• Haz esto
En la ficha de La lluvia amarilla, ¿quién se encarga de la iluminación?

LA LLUVIA AMARILLA
Teatralidad telúrica
Título:
La lluvia amarilla
Autor: Julio Llamazares
Dramaturgia: José Ramón Fernández
Dirección
musical:
Montserrat Muñoz
Escenografía: Francisco Ramírez
y Emilio del
Valle
Iluminación: José Manuel Guerra
Vestuario: Ana Rodrigo
Dirección
técnica:
Francisco Ramírez
Espacio
sonoro y audiovisual:
Jorge Muñoz
Imagen
de la obra: Bully
Realización
escenografía, utilería y maquinaria: Francisco Ramírez
Técnico de iluminación: Eduardo Vizuete
Asesoría: Gómez Cuesta Asesores
Producción
ejecutiva:
Carolina Solas
Fotografía: Pepe Torrente
Ayudante
de dirección: Jorge
Muñoz
Distribución
y gerencia: [in]constantesteatro
Compañía:
Producciones
Inconstantes
Intérpretes: Chema de Miguel Bilbao
(Andrés), Francisco Lumbreras (músico)

• Extracto de datos
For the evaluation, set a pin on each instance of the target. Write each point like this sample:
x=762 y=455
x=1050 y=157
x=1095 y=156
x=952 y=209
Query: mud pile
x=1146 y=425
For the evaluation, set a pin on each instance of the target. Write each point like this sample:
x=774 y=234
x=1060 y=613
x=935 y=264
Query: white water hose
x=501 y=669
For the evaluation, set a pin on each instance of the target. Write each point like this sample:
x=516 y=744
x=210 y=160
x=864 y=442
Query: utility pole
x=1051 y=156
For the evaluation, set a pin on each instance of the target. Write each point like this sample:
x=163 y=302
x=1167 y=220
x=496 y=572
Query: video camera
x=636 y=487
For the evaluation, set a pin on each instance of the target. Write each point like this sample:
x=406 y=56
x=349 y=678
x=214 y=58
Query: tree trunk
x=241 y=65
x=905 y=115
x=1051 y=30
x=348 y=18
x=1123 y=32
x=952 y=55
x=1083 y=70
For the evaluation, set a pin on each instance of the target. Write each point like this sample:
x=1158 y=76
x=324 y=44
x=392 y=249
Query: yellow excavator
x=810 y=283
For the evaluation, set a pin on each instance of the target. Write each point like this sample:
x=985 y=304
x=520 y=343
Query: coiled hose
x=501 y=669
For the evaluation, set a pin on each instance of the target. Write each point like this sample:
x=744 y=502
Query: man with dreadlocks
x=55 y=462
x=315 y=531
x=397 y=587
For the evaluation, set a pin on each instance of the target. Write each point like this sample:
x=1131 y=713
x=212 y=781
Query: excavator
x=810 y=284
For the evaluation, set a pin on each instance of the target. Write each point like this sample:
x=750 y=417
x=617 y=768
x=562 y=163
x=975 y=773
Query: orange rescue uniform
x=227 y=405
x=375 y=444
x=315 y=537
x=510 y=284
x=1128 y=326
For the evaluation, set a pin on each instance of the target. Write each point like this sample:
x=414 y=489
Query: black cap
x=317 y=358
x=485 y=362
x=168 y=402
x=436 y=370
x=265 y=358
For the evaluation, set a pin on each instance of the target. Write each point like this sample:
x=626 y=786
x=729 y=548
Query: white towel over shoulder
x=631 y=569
==
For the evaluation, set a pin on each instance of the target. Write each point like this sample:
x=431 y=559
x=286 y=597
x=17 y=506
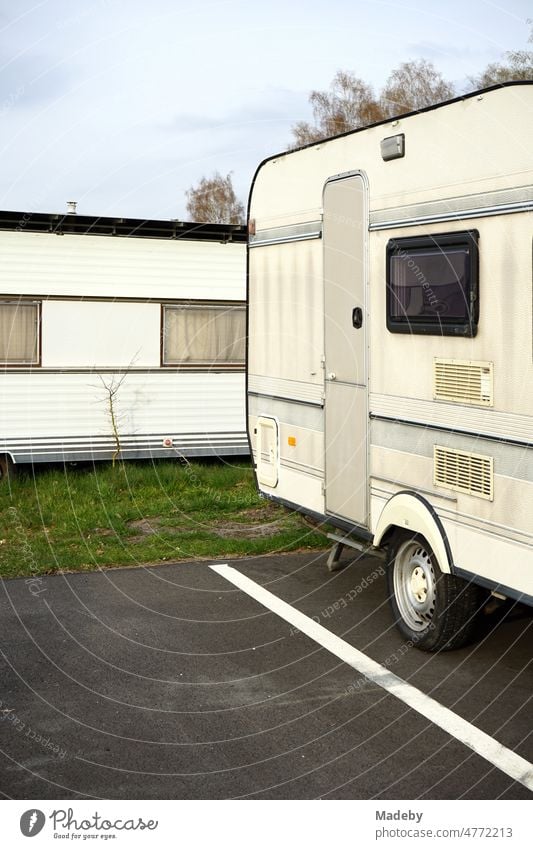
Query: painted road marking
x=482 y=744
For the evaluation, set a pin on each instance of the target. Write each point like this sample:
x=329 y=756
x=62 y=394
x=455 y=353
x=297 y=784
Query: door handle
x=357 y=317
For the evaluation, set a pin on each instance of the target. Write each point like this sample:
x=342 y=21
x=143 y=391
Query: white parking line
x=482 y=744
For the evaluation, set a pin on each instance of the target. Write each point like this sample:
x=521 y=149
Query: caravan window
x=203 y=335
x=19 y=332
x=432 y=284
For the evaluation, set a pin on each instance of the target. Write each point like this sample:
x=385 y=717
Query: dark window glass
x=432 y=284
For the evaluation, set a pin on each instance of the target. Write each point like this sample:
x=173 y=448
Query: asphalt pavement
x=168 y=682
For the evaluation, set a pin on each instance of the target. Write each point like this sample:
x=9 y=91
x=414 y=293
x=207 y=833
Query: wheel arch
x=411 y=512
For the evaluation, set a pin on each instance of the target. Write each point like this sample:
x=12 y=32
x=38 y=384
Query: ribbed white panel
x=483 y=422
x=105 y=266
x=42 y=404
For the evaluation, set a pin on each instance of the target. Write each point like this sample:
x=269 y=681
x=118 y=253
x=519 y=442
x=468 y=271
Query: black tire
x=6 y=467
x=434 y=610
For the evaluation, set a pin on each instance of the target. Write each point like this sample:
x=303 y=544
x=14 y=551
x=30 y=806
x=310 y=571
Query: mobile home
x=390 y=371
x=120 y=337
---
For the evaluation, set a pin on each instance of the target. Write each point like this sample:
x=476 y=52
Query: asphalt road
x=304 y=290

• La respuesta
José Manuel Guerra.